PASSAGE PROVIDED:
The heat also makes water important, both in the design and maintenance of the garden. Irrigation may be required, and may be provided via a form of tunnel called a qanat, that transports water from a local aquifer. Well-like structures then connect to the qanat, enabling the drawing of water. Alternatively, an animal-driven Persian well would draw water to the surface. Such wheel systems also moved water around surface water systems, such as those in the chahar bāgh style. Trees were often planted in a ditch called a juy, which prevented water evaporation and allowed the water quick access to the tree roots.

The Persian style often attempts to integrate indoors with outdoors through the connection of a surrounding garden with an inner courtyard. Designers often place architectural elements such as vaulted arches between the outer and interior areas to open up the divide between them.

Descriptions

An early description (from the first half of the fourth century BCE) of a Persian garden is found in Xenophon's Oeconomicus in which he has Socrates relate the story of the Spartan general Lysander's visit to the Persian prince Cyrus the Younger, who shows the Greek his "paradise at Sardis". In this story Lysander is "astonished at the beauty of the trees within, all planted at equal intervals, the long straight rows of waving branches, the perfect regularity, the rectangular  symmetry of the whole, and the many sweet scents which hung about them as they paced the park"

TASKS:
- 1) Write out the part of the passage on Persian gardens from "The Persian style" up to and including "divide between them.".
- 2) List every person named in the passage on Persian gardens.
- 3) According to the passage on Persian gardens, what was the ditch that trees were often planted in called?
The lines that come after this passage on Persian gardens were taken from a different source.

GIVEN INFORMATION:
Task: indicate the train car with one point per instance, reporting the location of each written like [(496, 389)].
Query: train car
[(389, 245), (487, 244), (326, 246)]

RESPONSES PER TASK:
- 1)
The Persian style often attempts to integrate indoors with outdoors through the connection of a surrounding garden with an inner courtyard. Designers often place architectural elements such as vaulted arches between the outer and interior areas to open up the divide between them.

- 2) Xenophon, Socrates, Lysander, Cyrus the Younger

- 3) A juy.